» Tasks to carry out:
A - In the appeal opinion, reproduce word for word everything from "The points relied" down to "by the plaintiff.".
B - Answer these questions from the appeal opinion:
(i) On what date did the plaintiff fracture his left arm?
(ii) In whose favor was the verdict?
(iii) Into how many heads do the points relied upon for reversal fall?

** Opening Quoted passage block **

The appeal is by plaintiff from an order denying his motion for a new trial.
The plaintiff suffered a fracture of the left arm between the wrist and elbow on the fifteenth day of March, 1913, and *Page 613 on the same day employed the defendant, a physician and surgeon, to set the fracture. Thereafter the defendant set the fracture, and it is claimed on behalf of the plaintiff that the defendant failed to use due care in this respect, by reason of which certain permanent injuries to the plaintiff resulted. The sole claim of negligence, as appears from an examination of the complaint, is that the defendant, at the time the arm was set, did not bring the ends of the fractured bones into position. There is no claim that any subsequent treatment given by the defendant was improper in any way, nor is any contention made on behalf of the plaintiff that the verdict, which was in favor of the defendant, is not sustained by the evidence.
The points relied upon for reversal fall under two heads: First, the action of the court in admitting or rejecting offered testimony; second, the instructions given by the court, and the refusal of the court to give certain instructions offered by the plaintiff.

** Closing Quoted passage block **
** Opening Given records block **

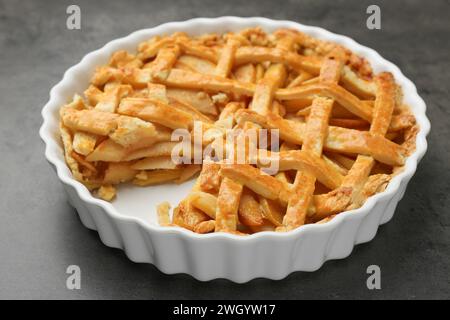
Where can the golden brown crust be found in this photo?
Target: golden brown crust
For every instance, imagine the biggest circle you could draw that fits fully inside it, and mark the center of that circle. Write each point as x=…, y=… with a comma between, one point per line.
x=343, y=131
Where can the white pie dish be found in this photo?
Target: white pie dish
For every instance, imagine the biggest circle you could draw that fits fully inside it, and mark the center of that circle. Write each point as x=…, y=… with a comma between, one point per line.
x=130, y=221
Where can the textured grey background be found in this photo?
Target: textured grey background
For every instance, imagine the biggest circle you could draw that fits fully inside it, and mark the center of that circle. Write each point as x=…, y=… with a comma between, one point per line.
x=40, y=234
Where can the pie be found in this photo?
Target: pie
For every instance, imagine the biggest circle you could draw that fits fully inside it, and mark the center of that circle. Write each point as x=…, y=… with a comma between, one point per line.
x=343, y=132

** Closing Given records block **

» Solution list:
A -
The points relied upon for reversal fall under two heads: First, the action of the court in admitting or rejecting offered testimony; second, the instructions given by the court, and the refusal of the court to give certain instructions offered by the plaintiff.

B -
(i) The fifteenth day of March, 1913.
(ii) The defendant.
(iii) Two.